Copy the material below line for line, with no changes.

- [Information shown]
_ _ _
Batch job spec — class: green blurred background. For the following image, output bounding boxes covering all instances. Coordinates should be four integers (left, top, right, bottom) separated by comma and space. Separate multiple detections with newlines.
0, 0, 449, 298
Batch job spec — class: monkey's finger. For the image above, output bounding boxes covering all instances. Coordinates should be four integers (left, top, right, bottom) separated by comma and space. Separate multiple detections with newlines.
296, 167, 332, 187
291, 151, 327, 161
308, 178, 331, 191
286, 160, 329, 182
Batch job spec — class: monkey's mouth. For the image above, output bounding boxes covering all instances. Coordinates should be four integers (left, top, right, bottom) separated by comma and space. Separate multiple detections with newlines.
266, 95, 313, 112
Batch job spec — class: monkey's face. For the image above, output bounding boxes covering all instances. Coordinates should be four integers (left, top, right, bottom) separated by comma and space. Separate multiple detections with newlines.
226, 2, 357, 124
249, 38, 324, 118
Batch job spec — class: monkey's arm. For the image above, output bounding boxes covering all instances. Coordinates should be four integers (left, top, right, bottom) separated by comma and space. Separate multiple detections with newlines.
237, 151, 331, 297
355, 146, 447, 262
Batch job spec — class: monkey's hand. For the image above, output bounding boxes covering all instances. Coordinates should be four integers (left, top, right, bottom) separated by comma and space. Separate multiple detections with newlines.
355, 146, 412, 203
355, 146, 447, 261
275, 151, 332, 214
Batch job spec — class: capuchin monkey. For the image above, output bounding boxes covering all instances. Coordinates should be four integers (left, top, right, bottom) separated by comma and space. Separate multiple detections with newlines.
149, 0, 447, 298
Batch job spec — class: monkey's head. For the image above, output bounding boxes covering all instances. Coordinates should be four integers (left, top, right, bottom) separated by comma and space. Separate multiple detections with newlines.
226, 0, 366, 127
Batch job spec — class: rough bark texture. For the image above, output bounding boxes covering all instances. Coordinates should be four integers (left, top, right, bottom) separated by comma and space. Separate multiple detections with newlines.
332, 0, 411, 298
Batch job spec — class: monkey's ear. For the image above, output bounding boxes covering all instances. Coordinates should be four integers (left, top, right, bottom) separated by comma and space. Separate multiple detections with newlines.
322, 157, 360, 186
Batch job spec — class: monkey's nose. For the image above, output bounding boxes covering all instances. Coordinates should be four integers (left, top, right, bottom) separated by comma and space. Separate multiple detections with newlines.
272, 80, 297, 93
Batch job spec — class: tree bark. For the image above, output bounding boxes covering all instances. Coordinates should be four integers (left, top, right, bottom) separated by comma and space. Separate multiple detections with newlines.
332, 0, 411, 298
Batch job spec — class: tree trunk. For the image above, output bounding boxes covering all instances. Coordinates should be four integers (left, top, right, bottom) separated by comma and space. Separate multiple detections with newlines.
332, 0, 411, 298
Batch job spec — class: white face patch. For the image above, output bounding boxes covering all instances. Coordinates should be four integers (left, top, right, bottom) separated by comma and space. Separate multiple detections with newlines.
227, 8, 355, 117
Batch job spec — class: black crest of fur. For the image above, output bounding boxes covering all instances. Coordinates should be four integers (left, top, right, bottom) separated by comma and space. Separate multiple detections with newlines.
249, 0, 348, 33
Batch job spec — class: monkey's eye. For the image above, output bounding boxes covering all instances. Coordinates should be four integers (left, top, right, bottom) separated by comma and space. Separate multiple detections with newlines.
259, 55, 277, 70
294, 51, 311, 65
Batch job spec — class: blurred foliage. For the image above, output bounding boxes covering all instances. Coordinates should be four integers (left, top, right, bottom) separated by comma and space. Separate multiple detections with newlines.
_ _ _
- [Result of this exercise]
Batch job spec — class: green blurred background. For the following image, output bounding boxes covering all instances. Coordinates should be four integers (left, top, right, bottom) separated by comma and space. Separate multiple detections with newlines.
0, 0, 449, 298
Batch job spec — class: monkey's finger. For the image above, output bounding boxes covering all instances. Coordinates should be four integers (left, top, right, bottom) separated by comma and space. Separate multiple detections with newlines.
296, 167, 332, 187
291, 151, 327, 161
308, 178, 331, 191
286, 160, 329, 182
Batch job spec — class: monkey's mouth. For the image above, output bounding boxes covering all instances. Coordinates should be four integers (left, top, right, bottom) separated by comma and space. Separate multiple detections with newlines.
266, 95, 313, 112
Batch job spec — class: monkey's face. For the image above, output bounding boxes covering all instances. Coordinates should be four integers (left, top, right, bottom) separated by comma and space. Separate multiple detections with newlines.
226, 2, 357, 124
249, 38, 324, 118
Batch job spec — class: monkey's arm. For the image above, output bounding boxes covering all instances. Coordinates should be four integers (left, top, right, bottom) separated by comma and space. Separate multiple detections with newlines.
237, 151, 331, 297
355, 146, 447, 262
Batch job spec — class: monkey's hand. For the image above, output bounding boxes covering all instances. Coordinates should be four integers (left, top, right, bottom) separated by comma and space. Separate multiple detections with newlines.
355, 146, 412, 203
355, 146, 447, 261
275, 151, 332, 214
Batch job spec — class: capuchin monkey. For the image above, output bounding boxes covering all instances. Coordinates should be four integers (left, top, right, bottom) separated by comma and space. Separate multiple detections with newlines.
149, 0, 447, 298
Batch job spec — class: monkey's head. For the image above, output bounding boxes covering all instances. Coordinates should be four integers (left, top, right, bottom) separated by comma and space. Separate multiple detections with newlines.
226, 0, 366, 127
Batch job spec — class: rough bark texture. For the image above, output bounding boxes covering all instances. Coordinates should be four integers (left, top, right, bottom) separated by comma and space. Separate multiple detections with newlines.
332, 0, 411, 298
Batch job spec — class: monkey's ear. For the image above, output bounding boxes covering all instances. Coordinates should be four integers (left, top, right, bottom) separated by comma and space. Separate multiple detections with newlines.
322, 157, 360, 186
Batch job spec — class: monkey's nose. For the image above, output bounding boxes covering all instances. Coordinates should be four integers (left, top, right, bottom) separated by comma and space. Separate multiple detections with newlines.
272, 80, 297, 93
Batch job spec — class: tree bark. For the image above, output bounding boxes covering all instances. Coordinates should be four integers (left, top, right, bottom) separated by comma and space. Separate multiple detections with newlines.
332, 0, 411, 298
Batch job spec — class: tree trunk. For the image above, output bounding boxes covering all instances. Coordinates should be four integers (left, top, right, bottom) separated by comma and space. Separate multiple detections with newlines.
332, 0, 411, 298
Batch job spec — class: white face patch. For the image above, output bounding boxes covering all instances. Coordinates should be four integers (left, top, right, bottom) separated by comma and space. Separate multiple detections with newlines.
227, 8, 355, 117
Batch job spec — class: black crest of fur. For the image above, output bounding boxes covering all instances. Coordinates should be four integers (left, top, right, bottom) separated by comma and space. Separate multiple detections with newlines.
249, 0, 348, 33
Batch job spec — class: monkey's eye. For the image above, output bounding boxes covering all instances. Coordinates should be four integers (left, top, right, bottom) separated by comma and space. Separate multiple detections with newlines.
259, 55, 277, 70
294, 51, 311, 65
Batch job spec — class: blurred foliage. For the image above, output bounding boxes covering all instances. Coordinates should be four integers (left, top, right, bottom) separated by comma and space. Separate multiple detections with newlines.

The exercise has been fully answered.